→ **Set task**
Copy the material below line by line, reproducing every character without change.
— Start of Listed records —
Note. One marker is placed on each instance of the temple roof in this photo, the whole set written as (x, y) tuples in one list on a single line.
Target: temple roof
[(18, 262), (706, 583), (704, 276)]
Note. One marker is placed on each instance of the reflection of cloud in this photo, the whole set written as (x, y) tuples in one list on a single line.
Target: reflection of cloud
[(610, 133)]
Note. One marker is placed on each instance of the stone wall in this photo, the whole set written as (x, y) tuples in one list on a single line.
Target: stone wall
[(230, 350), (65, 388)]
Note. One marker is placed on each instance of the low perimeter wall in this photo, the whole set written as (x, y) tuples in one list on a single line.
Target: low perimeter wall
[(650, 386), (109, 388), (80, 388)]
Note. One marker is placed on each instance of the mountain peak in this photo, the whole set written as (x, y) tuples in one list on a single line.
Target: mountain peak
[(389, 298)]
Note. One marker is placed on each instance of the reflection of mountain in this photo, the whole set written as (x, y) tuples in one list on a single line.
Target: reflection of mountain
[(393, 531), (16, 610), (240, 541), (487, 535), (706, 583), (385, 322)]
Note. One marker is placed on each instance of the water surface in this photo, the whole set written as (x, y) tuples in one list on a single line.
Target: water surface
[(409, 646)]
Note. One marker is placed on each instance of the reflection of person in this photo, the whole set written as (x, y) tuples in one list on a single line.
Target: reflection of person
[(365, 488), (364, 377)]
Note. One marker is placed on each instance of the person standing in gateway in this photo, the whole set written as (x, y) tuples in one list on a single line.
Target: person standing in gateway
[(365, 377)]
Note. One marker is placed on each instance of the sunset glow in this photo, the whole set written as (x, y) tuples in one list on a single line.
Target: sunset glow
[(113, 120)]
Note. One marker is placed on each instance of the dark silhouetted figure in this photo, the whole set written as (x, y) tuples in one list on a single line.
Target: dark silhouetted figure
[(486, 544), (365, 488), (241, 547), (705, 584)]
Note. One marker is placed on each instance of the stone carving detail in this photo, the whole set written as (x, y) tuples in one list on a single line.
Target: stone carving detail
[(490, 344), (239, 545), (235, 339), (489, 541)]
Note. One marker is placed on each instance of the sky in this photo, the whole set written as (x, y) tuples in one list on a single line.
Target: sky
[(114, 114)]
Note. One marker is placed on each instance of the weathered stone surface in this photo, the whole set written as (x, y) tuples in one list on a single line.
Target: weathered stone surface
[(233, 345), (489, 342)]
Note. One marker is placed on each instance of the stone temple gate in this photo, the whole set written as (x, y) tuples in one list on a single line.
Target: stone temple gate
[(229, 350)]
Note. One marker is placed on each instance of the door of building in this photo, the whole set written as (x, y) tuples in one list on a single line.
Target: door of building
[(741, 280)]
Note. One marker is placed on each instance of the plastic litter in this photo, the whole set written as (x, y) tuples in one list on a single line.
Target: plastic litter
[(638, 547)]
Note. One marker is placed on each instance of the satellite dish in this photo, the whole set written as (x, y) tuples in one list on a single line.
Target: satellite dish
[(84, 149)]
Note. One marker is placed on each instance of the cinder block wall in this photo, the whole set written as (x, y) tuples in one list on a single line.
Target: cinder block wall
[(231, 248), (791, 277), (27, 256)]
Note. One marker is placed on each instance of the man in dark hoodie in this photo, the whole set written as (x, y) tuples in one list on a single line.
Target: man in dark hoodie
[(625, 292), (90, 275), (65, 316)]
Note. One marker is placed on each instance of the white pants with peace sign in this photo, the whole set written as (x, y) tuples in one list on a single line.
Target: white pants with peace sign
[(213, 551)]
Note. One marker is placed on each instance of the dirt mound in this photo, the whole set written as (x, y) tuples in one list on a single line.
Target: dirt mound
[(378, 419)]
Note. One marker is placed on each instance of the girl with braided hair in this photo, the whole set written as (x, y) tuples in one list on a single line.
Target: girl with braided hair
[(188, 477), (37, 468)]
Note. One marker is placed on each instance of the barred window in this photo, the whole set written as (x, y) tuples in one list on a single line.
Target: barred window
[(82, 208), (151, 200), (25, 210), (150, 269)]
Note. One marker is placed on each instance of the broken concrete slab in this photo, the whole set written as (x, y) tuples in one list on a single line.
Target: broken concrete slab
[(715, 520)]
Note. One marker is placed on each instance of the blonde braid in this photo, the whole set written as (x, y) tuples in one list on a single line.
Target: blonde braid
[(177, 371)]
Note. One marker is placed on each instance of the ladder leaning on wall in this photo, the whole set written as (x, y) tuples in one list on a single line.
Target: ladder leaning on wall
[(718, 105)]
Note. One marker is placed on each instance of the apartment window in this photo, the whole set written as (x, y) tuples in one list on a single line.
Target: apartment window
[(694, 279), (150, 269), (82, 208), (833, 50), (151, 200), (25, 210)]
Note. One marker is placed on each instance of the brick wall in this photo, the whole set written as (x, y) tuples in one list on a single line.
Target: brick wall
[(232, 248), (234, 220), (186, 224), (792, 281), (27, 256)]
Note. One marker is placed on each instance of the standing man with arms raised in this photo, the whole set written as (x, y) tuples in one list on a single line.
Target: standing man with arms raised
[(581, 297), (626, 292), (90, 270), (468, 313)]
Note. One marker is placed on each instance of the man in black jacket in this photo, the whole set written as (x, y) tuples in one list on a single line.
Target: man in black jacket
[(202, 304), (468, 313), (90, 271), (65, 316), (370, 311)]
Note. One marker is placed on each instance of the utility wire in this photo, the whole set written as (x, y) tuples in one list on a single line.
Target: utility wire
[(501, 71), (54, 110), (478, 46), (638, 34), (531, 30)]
— End of Listed records —
→ **Problem solution**
Note. One marker is placed on each instance of the temple roof in this photo, the whole set written as (x, y) tuples in one list on a single line.
Target: temple roof
[(18, 262), (706, 583), (704, 276)]
Note. One marker is placed on each instance of the reflection of cloud in this photo, the whole set written as (x, y) tuples in one list on a single line.
Target: reflection of cloud
[(610, 133)]
Note. One marker is placed on each instance of the stone wall in this photo, the whole set written as (x, y) tuples in one list on a single line.
Target: stone wall
[(230, 350), (65, 388)]
Note. One marker is placed on each instance of the low perimeter wall in this photo, the whole set written as (x, y) tuples in one list on a single line.
Target: low perimeter wall
[(650, 386), (109, 388), (80, 388)]
Note. One marker is placed on each instance of the mountain peak in this photo, the whole set written as (x, y) tuples in one list on a single line.
Target: mountain peak
[(389, 298)]
Note. One marker is placed on each instance of the reflection of mountain in this photo, the whole set written as (x, y) tuples in one list on a single line.
Target: reflection of mountain
[(393, 531), (16, 610), (240, 541), (487, 535), (706, 583), (385, 322)]
Note. One marker is placed on each instance of the water surface in this photo, the whole set written as (x, y) tuples in one list on a single line.
Target: water surface
[(409, 646)]
Note. One marker is placed on each instance of the reflection of person in this photo, the whole set written as (x, y) tuples in one list on a single line.
Target: reflection of person
[(365, 488), (364, 377)]
Note. One marker is placed on each instance of the person standing in gateway in this photo, the whole set written as (x, y) tuples in one list on a single line.
Target: person standing in gateway
[(365, 377)]
Note. One marker is placed on each instance of the sunset glow in this photo, the whole set written as (x, y) tuples in one list on a single line.
Target: sunset glow
[(113, 120)]
Note. One marker is placed on each instance of the dark silhouetted figure in this photo, the whole set written as (x, y) tuples in one list on a single line.
Target: dark silhouetted figure
[(486, 544), (365, 488), (241, 547), (705, 584)]
Note. One marker is placed on each instance of the stone carving detail in this photo, the whole set written as (x, y) tuples in one list on a single line.
Target: stone carving detail
[(490, 344), (239, 545), (235, 339), (489, 541)]
Note. One marker is placed on each instance of the sky in this photo, the whole set written as (x, y) tuples in one list on a single line.
Target: sky
[(114, 114)]
Note. One marker is placed on each instance of the weathered stone surface in this photo, the whole set written as (x, y) tuples in one list on a single line.
Target: weathered stone surface
[(233, 345), (489, 342)]
Note. One marker is placed on each instance of the stone temple gate in this photo, the whole set written as (x, y) tuples in one list on a single line.
Target: stone temple gate
[(229, 350)]
Note. One marker is placed on each instance of the door of building in this photo, the whole set written as (x, y) tuples in one list on a single line.
Target: door of building
[(741, 280)]
Note. One marker is placed on each instance of the plastic litter in this photo, the whole set written as (x, y) tuples in one list on a single line.
Target: plastic litter
[(638, 547)]
Note. One marker is placed on each instance of the satellite dish in this photo, the whole set written as (x, y) tuples in one list on a single line.
Target: satellite dish
[(84, 149)]
Note. One marker is placed on each instance of the cinder block wall in this photo, the whole set written as (x, y) tuples in one list on a single line.
Target: cinder block wall
[(231, 248), (791, 277), (27, 256)]
Note. One marker is placed on each instance of the man in dark hoodie in this photo, the whole set written as (x, y) tuples in one list on a single line.
Target: man in dark hoodie
[(625, 292), (90, 275), (65, 316)]
Note. One marker is placed on each instance of the white pants with peace sign in this photo, the whole set written as (x, y) tuples in one list on a single line.
Target: white pants with peace sign
[(213, 551)]
Note. One marker is placed on each instance of the dirt mound in this photo, the whole set written as (x, y) tuples in one list on a single line.
Target: dirt mound
[(378, 419)]
Note. One marker is placed on each instance of the girl with braided hair in this photo, the whole set written as (x, y) tuples in one list on a single line.
Target: girl with braided hair
[(188, 477), (37, 468)]
Note. One marker is placed on each instance of the barred window in this photo, the whole set written as (x, y) tuples in one list on a single line.
Target: barred window
[(82, 208), (151, 200), (25, 210), (150, 269)]
Note. One marker is placed on each instance of the broken concrete slab in this photo, the whole set written as (x, y) tuples in one list on a single line.
Target: broken concrete slab
[(715, 520)]
Note. One marker is placed on each instance of the blonde braid in this photo, the whole set written as (x, y) tuples in one list on a single line.
Target: blonde braid
[(177, 371)]
Note. One marker is placed on each instance of the ladder leaning on wall in this photo, the whole set written as (x, y) tuples in one list on a single line.
Target: ladder leaning on wall
[(718, 105)]
Note. One marker is placed on each instance of the apartment window in this photo, the whole set written as (x, y) tuples in one list on a single line.
Target: apartment window
[(694, 279), (150, 269), (82, 208), (833, 50), (151, 200), (25, 210)]
Note. One marker is placed on each instance of the brick wall in this photo, the whole set written as (x, y) tuples in one list on a single line.
Target: brick wall
[(232, 248), (234, 220), (186, 224), (792, 281), (27, 256)]
Note. One marker is placed on each instance of the standing man with arms raised in this photo, the whole set written as (x, y) tuples in one list on a single line.
Target: standing man with arms raised
[(581, 297), (626, 292), (90, 270), (468, 313)]
Note. One marker is placed on each instance of the man in black jacket in this photo, the whole set written as (x, y) tuples in one list on a single line.
Target: man in black jacket
[(202, 304), (468, 313), (90, 271), (65, 316), (370, 311)]
Note. One marker is placed on each instance of the utility wire in this photo, the whole set written as (x, y) tuples in one list on a single line.
Target: utility wire
[(501, 71), (54, 110), (478, 46), (638, 34), (531, 30)]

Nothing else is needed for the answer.